**WHAT TO DO**
Repeat the rows below word for word, leaving out the pictures.

**RECORDS**

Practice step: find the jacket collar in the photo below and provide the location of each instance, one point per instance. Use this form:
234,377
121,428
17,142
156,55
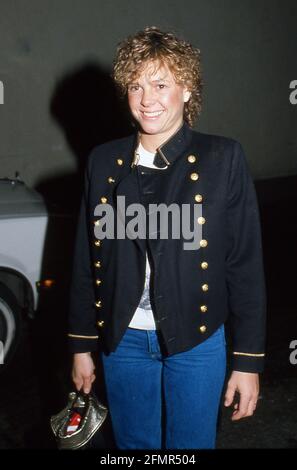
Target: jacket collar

**COMPLETE OUTPUT**
Practice step: find the jacket collar in the photo below and provide the location of each instance, one point per instance. Use this form:
234,377
121,428
17,142
156,55
Target: jacket collar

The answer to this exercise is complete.